---------- Excerpt provided ----------

Translation:Hello, I am Ivan Chernov.

November 29, 2015



Duolingo, Teaching people how to impersonate ivan chernov in russia since 2015

November 29, 2015


I wonder how Russians translate that comical primitive-people gibberish, i.e. "I Tarzan, you Jane", since in Russian you literally talk like that :D

January 7, 2016


We tend to use possessive pronouns as subject in such cases. These pronouns are feminine, regardless the actual gender of subject. Verbs are in infinitive form.


Моя - Тарзан, Твоя - Джейн! (Mine - Tarzan, yours - Jane )

Моя твоя не понимать! (Mine yours not to understand!)

Моя видеть вопрос, моя отвечать! (Mine to see question, mine to answer!)

March 17, 2016


Sometimes it is also reproduced with "есть" (to be) which is usually omitted in Russian:

Я есть Тарзан, ты есть Джейн.

December 26, 2016


Lele dunje ranke

January 25, 2019


Russian is the hardest language I've encountered for the formal hello.

February 18, 2016


So difficult to pronounce!

October 30, 2016


In conversation, здравствуйте is often replaced with it's shorter version здрасьте which is no more difficult to pronounce than "'s trusting" (replace t with d and cut off the final ng and you'll get the Russian word!).

October 30, 2016


It would be nice if the spelling of names wasn't so strict here. In Finland we would spell Чернов Tshernov, not Chernov, and it's annoying that the whole sentence is supposedly wrong when I write Tshernov, although it's not wrong. It's just not how American person would write it.

November 30, 2015


Well, this course is English to Russian so it's understandable that they don't accept non-English transliterations.

December 8, 2015


I guess that it would help if you write in cyrilic (at least, that helped to me a lot).

I use this page: http://russian.typeit.org/

...and copy paste all the time.

December 25, 2015


Oh I haven't thought I could write some words in cyrillic when writing the answer in english.

January 22, 2016


It seems like keeping the names in Cyrillic is not accepted, only transliteration is.

October 10, 2019


You should really install a Cyrillic keyboard layout. It can be done on any platform.

July 5, 2019


i have installed a russian keyboard app so i can use duolinguo on my phone, works well so far!

August 30, 2019


is Finish similar to Russian?

March 23, 2016


Absolutely not! Finnish isn't even an Indo-European language. It belongs to Uralic languages. So, almost any other european language more similar to Russian than Finnish.

March 24, 2016


Finnish is an uralic language, so it belongs to the same language family as for example Hungarian. Finnish is not similar to Russian, but being neighboring countries, the languages have affected each other. There are a lot of words in Finnish and especially old slang that originate from Russian. Also as I have heard, the genetive form 《у меня》originates from the Finnish genetive form "minulla", not the other way around.

March 26, 2016


As far as I know, not really. They're not related. They seem to have one significant similarity though, both make extensive use of grammatical case (which is non-existent in all Western European languages).

May 6, 2018


"Hi" isn't equivalent to "hello" ?!

December 26, 2015


"Hi" is less formal than "Hello".

----------

Set problem ->
Answer these about the discussion thread above:
1. What grammatical gender are the possessive pronouns Russians use as the subject in "I Tarzan, you Jane"-style speech?
2. What shorter word often replaces здравствуйте in conversation?
3. To which language family does Finnish belong?

---------- Given material ----------

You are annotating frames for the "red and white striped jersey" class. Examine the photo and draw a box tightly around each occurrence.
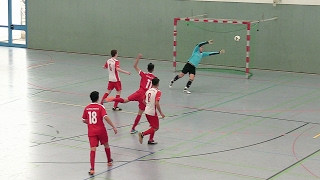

----------

Solution ->
1. Feminine
2. здрасьте
3. Uralic